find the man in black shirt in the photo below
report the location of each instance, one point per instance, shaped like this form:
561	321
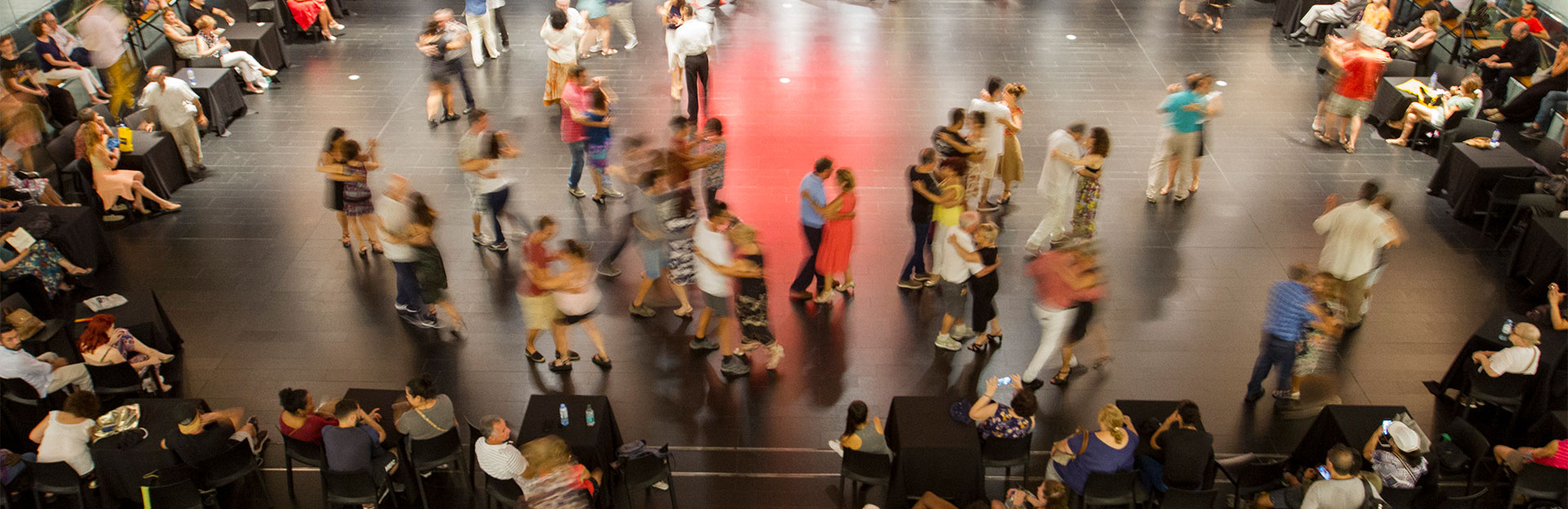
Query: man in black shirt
204	435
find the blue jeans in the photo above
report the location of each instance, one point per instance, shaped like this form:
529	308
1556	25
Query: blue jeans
1276	354
579	153
922	241
1554	101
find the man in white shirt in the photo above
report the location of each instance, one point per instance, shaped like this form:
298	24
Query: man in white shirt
177	112
1355	233
1058	185
46	373
956	266
978	185
693	40
494	451
1523	357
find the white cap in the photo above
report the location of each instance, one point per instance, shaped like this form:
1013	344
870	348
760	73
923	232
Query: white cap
1405	439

+++

#### YOUR OBJECTIVE
Pictures excluded, repeat the material above from its first line through the line containing "find the man in white", both included.

#### RESULT
find the man in black shirt in the photo below
report the location of each instance, one point per instance, shaped like this form:
561	321
Query: man in black shirt
204	435
find the blue jeans in the photo above
report the location of each instance, one point per instance, shaped like this form:
529	308
1556	25
Query: blue jeans
1276	354
579	153
922	241
1554	101
find the man in white shirt in the photo above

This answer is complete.